**Task to carry out**
Replace every "lane-occupancy record" in the items below with "traffic-count record" and reproduce them with nothing else changed.

**Records provided**
· · · · · · ·

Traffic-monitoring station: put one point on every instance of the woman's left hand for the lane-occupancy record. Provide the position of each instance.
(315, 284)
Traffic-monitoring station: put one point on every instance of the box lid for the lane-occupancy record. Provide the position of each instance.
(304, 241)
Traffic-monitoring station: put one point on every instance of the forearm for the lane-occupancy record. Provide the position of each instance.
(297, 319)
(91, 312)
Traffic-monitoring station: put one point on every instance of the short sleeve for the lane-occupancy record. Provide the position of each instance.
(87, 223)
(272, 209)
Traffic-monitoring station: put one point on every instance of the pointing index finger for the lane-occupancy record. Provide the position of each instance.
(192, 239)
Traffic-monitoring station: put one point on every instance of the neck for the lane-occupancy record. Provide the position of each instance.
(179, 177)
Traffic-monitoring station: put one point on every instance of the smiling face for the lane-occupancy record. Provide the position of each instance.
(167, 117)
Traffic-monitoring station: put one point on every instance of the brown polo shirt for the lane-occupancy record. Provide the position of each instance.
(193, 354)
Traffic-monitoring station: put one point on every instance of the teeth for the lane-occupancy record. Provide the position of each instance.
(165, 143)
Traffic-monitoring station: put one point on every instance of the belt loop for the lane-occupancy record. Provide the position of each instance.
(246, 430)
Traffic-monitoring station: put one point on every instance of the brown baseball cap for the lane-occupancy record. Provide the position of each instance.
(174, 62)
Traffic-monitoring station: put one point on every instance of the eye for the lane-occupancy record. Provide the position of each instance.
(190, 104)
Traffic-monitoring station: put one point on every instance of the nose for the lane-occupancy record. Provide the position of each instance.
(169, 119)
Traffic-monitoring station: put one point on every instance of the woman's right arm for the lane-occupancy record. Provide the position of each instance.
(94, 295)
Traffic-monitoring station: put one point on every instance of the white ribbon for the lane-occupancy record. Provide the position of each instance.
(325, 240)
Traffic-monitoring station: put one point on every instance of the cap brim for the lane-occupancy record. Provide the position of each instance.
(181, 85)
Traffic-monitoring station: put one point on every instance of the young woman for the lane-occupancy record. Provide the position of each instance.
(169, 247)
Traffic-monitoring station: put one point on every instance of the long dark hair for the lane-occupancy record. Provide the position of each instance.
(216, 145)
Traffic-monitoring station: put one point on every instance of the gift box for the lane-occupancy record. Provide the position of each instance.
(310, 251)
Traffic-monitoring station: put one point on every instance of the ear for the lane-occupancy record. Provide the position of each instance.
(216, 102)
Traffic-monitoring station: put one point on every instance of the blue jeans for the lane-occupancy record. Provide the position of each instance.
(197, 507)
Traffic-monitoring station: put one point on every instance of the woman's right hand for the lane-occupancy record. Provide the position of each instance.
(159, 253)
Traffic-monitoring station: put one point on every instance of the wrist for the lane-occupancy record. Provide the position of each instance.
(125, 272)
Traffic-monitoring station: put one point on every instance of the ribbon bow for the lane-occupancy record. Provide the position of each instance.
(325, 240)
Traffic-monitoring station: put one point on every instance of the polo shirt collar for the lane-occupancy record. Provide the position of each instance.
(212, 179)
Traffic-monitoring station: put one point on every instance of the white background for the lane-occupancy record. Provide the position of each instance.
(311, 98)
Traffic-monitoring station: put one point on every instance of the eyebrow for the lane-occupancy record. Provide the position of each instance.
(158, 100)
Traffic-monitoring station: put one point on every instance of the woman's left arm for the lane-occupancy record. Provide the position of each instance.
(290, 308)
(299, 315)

· · · · · · ·

**Problem solution**
Traffic-monitoring station: put one point on every instance of the woman's left hand for the traffic-count record. Provide the position of each instance.
(315, 284)
Traffic-monitoring station: put one point on every instance of the box lid for the traffic-count record. Provide the position of each instance.
(304, 241)
Traffic-monitoring station: put one point on every instance of the forearm for the traffic-count record. Provide the position of each instance.
(297, 319)
(91, 312)
Traffic-monitoring station: put one point on every instance of the short sleeve for the traffic-count record. Provide the position of each instance.
(87, 223)
(272, 209)
Traffic-monitoring station: put one point on every instance of the pointing index finger for the traffic-count record. Provide the position of each instance.
(192, 239)
Traffic-monitoring station: put one point on every instance of the neck for the traffic-count record. Provide the position of each instance.
(179, 177)
Traffic-monitoring station: put one point on every instance of the smiling face for the traffic-count record. Provide the position of each instance.
(167, 117)
Traffic-monitoring station: put one point on every instance of the brown polo shirt for the traffic-count record. Provide the position of each instance.
(193, 354)
Traffic-monitoring station: put one point on every instance of the teeth for the traffic-count record. Provide the position of each instance.
(165, 143)
Traffic-monitoring station: put one point on every instance of the belt loop for the traffic-count record. Provide the position of each instance.
(246, 430)
Traffic-monitoring station: put one point on every instance of the brown baseball cap for the traffic-count record. Provide the position of each instance.
(174, 62)
Traffic-monitoring station: put one point on every instance of the eye for the traffic-count record. Provide the position of each instance.
(190, 104)
Traffic-monitoring station: put one point on every instance of the nose for the traffic-count record. Provide the position of each instance.
(169, 119)
Traffic-monitoring station: put one point on every instance of the woman's right arm for the traffic-count record. Provide the position of each instance.
(94, 295)
Traffic-monitoring station: put one point on every instance of the white ribbon for the traffic-count record. Provide the position of each instance.
(325, 240)
Traffic-monitoring station: put one point on every instance of the cap brim for the traffic-count record. Provide the position of each instance.
(181, 85)
Traffic-monitoring station: put one point on every instance of the young woman for the traffic-count record. Provide the position of each instance.
(169, 247)
Traffic-monitoring station: put one point on every instance of the long dark hair for the traffic-count record. Provide the position of each instance.
(216, 145)
Traffic-monitoring station: put one point on every instance of the gift box for the traffic-count record. Provide the position of each instance.
(310, 251)
Traffic-monitoring station: put one point on every instance of the ear for the traffic-count record. Provide the position of each instance.
(216, 102)
Traffic-monitoring station: put one point on every instance of the blue jeans for the traffic-count record. Provide the position of each instance.
(197, 507)
Traffic-monitoring station: put one point on every instance of the woman's right hand for the traffic-count record. Provide the position of each instance.
(159, 253)
Traffic-monitoring station: put one point on every instance of the wrist for the traffic-count record. Provide the position of each instance.
(125, 272)
Traffic-monitoring station: put one point on every instance of the ribbon bow for the traffic-count record. Provide the position of each instance.
(325, 240)
Traffic-monitoring station: put one point on every instance of the polo shirt collar for the traffic-count record. Provide the position of each instance.
(212, 179)
Traffic-monitoring station: put one point on every instance of the white background for the traffic-count record. Provide the position of each instance.
(311, 98)
Traffic-monitoring station: put one point on every instance of the eyebrow for the traffic-count record. Provide the position of each instance.
(158, 100)
Traffic-monitoring station: put one point on every instance of the woman's left arm for the traffic-count record. Provide the position of each instance.
(290, 308)
(299, 315)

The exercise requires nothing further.